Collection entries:
<<<<

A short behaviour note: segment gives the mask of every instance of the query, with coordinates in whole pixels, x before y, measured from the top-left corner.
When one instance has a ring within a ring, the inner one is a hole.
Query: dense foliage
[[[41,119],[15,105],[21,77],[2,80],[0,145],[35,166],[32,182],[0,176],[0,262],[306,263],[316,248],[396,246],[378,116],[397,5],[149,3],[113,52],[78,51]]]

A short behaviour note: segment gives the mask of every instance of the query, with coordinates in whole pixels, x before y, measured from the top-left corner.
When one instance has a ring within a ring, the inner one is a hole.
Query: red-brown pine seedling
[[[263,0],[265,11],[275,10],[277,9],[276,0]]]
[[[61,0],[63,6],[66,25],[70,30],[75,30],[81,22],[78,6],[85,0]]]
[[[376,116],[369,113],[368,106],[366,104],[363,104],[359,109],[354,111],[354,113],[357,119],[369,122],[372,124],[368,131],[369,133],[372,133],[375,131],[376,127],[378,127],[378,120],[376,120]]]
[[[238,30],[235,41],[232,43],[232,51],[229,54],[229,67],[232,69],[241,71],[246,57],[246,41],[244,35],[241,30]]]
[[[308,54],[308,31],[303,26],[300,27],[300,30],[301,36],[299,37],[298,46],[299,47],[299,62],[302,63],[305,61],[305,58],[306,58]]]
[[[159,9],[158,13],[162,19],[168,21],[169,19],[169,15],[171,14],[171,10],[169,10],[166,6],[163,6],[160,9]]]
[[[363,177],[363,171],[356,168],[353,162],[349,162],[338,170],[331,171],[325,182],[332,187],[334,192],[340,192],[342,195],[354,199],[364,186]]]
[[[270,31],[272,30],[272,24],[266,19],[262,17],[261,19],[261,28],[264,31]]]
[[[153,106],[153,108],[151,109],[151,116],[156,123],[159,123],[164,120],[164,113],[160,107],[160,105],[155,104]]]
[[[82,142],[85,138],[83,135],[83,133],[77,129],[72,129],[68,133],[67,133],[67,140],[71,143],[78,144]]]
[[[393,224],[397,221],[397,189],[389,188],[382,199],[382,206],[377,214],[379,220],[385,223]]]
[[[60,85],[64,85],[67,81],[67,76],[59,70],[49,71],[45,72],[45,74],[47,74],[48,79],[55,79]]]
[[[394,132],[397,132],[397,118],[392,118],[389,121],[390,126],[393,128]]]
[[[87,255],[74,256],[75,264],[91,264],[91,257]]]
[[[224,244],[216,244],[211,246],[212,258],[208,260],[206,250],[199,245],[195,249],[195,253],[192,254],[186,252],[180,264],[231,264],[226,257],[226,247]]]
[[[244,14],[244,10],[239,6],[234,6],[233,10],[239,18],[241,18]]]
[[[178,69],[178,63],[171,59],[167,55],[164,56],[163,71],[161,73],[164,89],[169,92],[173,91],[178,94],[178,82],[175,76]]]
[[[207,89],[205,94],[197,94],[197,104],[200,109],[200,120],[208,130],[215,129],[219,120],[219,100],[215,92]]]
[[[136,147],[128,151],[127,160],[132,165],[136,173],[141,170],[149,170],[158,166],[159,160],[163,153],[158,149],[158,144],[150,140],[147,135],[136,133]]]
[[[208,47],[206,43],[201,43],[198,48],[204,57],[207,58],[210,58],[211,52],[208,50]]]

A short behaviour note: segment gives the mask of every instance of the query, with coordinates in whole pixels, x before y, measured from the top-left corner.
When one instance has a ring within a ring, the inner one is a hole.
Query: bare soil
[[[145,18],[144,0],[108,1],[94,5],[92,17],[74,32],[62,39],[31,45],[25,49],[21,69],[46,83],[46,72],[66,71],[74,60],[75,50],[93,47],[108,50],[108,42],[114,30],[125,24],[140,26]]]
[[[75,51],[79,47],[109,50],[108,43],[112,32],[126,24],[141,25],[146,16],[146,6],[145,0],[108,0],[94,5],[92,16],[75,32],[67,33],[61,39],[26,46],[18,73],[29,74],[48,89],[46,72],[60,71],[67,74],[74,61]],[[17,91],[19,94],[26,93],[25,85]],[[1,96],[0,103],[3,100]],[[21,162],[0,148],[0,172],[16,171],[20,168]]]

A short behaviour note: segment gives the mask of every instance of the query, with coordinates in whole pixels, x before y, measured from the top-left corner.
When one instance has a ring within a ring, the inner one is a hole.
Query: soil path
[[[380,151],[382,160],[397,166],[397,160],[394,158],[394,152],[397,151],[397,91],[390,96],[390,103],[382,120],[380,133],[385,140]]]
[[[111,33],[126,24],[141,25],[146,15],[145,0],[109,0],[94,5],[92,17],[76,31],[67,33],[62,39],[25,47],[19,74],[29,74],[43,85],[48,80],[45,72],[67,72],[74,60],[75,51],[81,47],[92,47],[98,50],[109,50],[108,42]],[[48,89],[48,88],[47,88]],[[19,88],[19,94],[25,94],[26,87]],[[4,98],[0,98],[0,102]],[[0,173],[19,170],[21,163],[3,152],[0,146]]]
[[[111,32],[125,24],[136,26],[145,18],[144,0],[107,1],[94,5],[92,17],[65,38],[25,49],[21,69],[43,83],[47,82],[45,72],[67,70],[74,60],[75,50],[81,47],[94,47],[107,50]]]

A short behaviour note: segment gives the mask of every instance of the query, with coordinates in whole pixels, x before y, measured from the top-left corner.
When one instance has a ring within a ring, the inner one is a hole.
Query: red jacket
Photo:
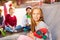
[[[9,26],[9,25],[16,26],[16,24],[17,24],[16,16],[11,17],[10,14],[7,14],[5,17],[5,24],[6,24],[6,26]]]

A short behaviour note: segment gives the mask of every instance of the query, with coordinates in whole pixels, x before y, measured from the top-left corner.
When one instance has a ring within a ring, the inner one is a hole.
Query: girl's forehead
[[[33,13],[34,13],[34,12],[39,12],[39,13],[40,13],[41,10],[39,10],[39,9],[34,9],[34,10],[33,10]]]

>>>>

### What you are asked to do
Rewrite the rows from the very first line through the line containing "Query: dense foliage" as a JSON list of strings, one string per line, with blank lines omitted.

### Result for this task
[
  "A short behaviour note: segment gives the mask of every instance of the query, with coordinates in whole pixels, x before y, measured from the top-left corner.",
  "When one instance has a ring within a ring, the inner one is a hole.",
  "Query: dense foliage"
]